Repeat every line of the records below word for word, leaving out the pictures.

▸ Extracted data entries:
==*==

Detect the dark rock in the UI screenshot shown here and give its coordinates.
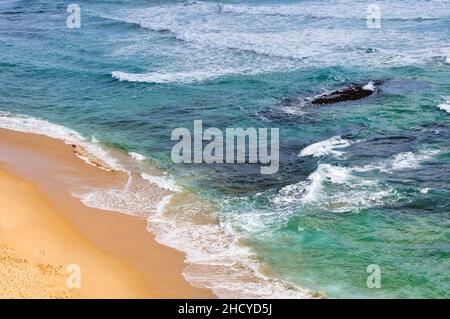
[311,81,380,105]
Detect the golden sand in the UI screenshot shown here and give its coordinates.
[0,129,213,298]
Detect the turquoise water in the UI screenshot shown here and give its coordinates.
[0,0,450,298]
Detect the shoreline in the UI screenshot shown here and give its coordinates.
[0,129,215,298]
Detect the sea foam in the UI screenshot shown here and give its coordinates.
[299,136,351,157]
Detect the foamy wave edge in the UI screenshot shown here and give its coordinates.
[0,111,314,299]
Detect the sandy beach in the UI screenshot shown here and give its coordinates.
[0,129,214,298]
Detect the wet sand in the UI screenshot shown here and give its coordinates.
[0,129,214,298]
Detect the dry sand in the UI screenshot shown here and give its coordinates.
[0,129,214,298]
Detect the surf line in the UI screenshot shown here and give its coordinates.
[171,120,280,174]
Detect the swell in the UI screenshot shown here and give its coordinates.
[0,112,312,298]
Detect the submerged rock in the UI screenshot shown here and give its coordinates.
[311,81,381,105]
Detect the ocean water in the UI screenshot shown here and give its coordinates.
[0,0,450,298]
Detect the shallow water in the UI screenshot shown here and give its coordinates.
[0,0,450,298]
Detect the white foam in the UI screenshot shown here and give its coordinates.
[391,150,440,170]
[141,173,181,193]
[0,114,125,171]
[271,164,399,213]
[438,101,450,113]
[128,152,147,162]
[363,81,375,92]
[299,136,351,157]
[112,70,232,83]
[156,194,173,216]
[0,113,311,298]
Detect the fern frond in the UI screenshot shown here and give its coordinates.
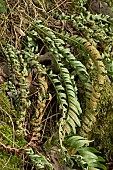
[66,136,106,170]
[25,148,53,170]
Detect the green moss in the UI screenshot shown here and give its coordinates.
[0,150,23,170]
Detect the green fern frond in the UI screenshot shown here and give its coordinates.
[66,136,106,170]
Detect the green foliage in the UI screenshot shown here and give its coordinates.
[26,148,53,170]
[0,0,113,170]
[66,136,106,170]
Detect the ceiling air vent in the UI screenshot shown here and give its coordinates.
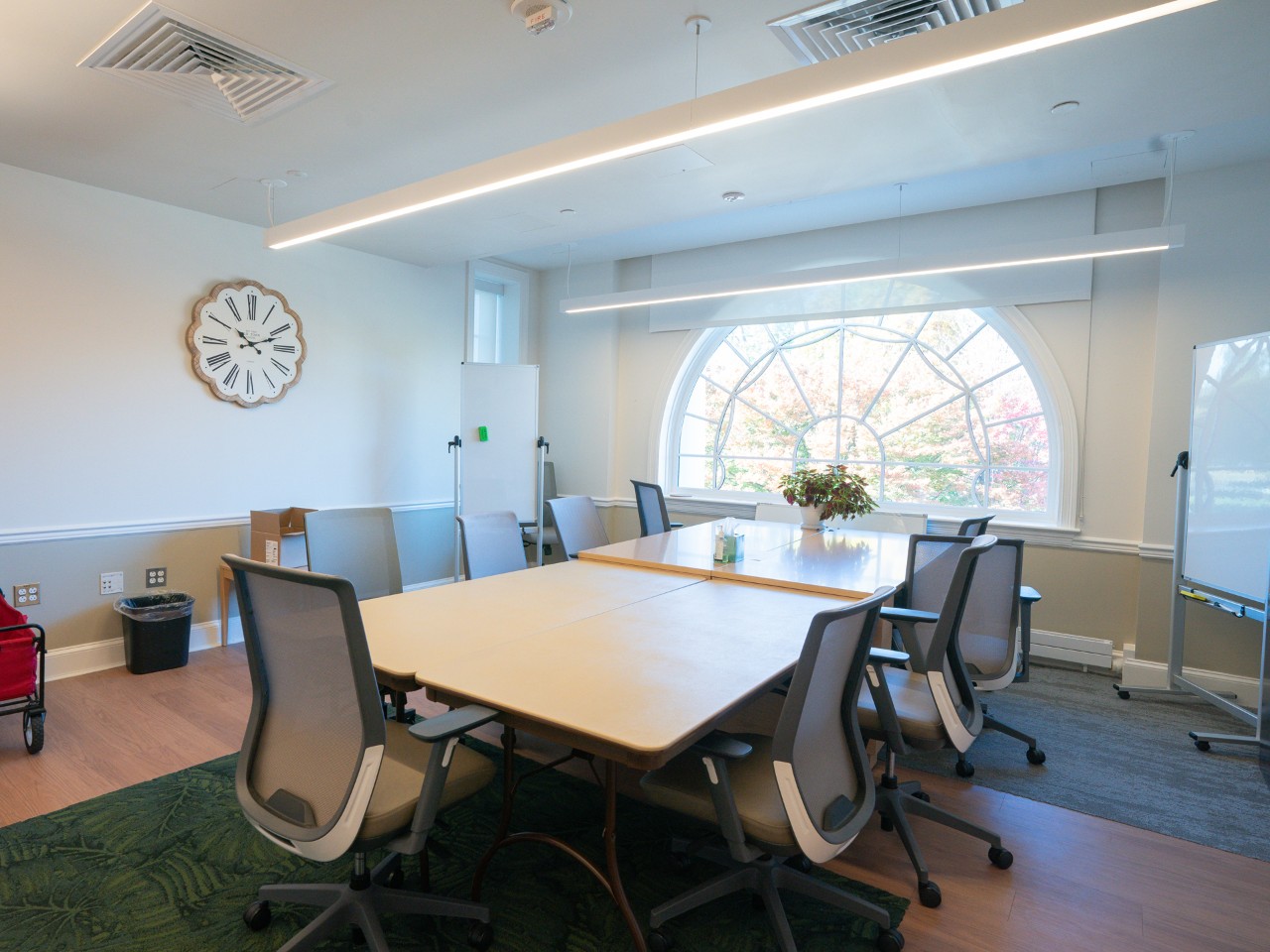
[767,0,1024,63]
[78,3,330,122]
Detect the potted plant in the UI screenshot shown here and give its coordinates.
[779,463,877,530]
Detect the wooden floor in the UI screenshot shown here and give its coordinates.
[0,647,1270,952]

==*==

▸ CORRECT RESPONSE:
Detect the dark rock in the UI screenshot shown here and give its coordinates.
[311,81,380,105]
Detect the golden sand in the UI screenshot shown here and give its coordinates.
[0,129,213,298]
Detect the turquoise water in the UI screenshot shown here and give its coordinates.
[0,0,450,298]
Detect the shoreline in the UI screenshot shown here and give its coordinates.
[0,129,215,298]
Detect the sea foam in the UI screenshot shown here and give its coordinates.
[299,136,351,157]
Detect the foamy wave edge in the UI screenshot shown here and give its coordinates.
[0,111,314,299]
Detect the sandy beach in the UI screenshot shown here and give its coordinates.
[0,129,214,298]
Detect the wet sand in the UI screenshot shown here and give its coordinates.
[0,129,214,298]
Detect the dry sand in the UI screenshot shown here and give its coordinates.
[0,129,214,298]
Detect the surf line in the UI screenshot shown here and give its coordinates.
[171,120,280,174]
Detect the swell in the UI screenshot shown here and give its coordinates.
[0,112,312,298]
Detect the submerged rock in the UI screenshot shown here and give its coordinates.
[311,81,381,105]
Detect the ocean water in the UI screenshot shown here and give its coordinates.
[0,0,450,298]
Detect the shallow water in the UI screenshot shown here and give its coordinates.
[0,0,450,298]
Detect the white foam in the UI screenshot shown here and give its coordinates.
[391,150,440,170]
[141,173,181,193]
[0,114,125,171]
[271,164,399,213]
[438,101,450,113]
[128,152,147,162]
[363,81,375,92]
[299,136,351,157]
[112,70,232,83]
[156,194,173,216]
[0,113,311,298]
Detect the fern frond in the UI screenshot shown here and give its coordinates.
[66,136,106,170]
[25,148,53,170]
Detect the green moss in the UI screenshot shown here and give its coordinates.
[0,150,23,170]
Detect the green fern frond in the UI screenshot shown here and give its coordinates.
[66,136,106,170]
Detect the green foliage in the UI screenshot shown here and give its coordinates.
[26,148,53,170]
[0,0,113,170]
[66,136,106,170]
Detect the ceiling air vent in the UI screenshot shown here and give its coordinates.
[767,0,1024,63]
[78,3,330,122]
Detect the potted plant in the UI screenshot shown here and give its coordinates.
[779,463,877,530]
Detect the wooden floor in the UI screenshot shown here and give its coordinates.
[0,647,1270,952]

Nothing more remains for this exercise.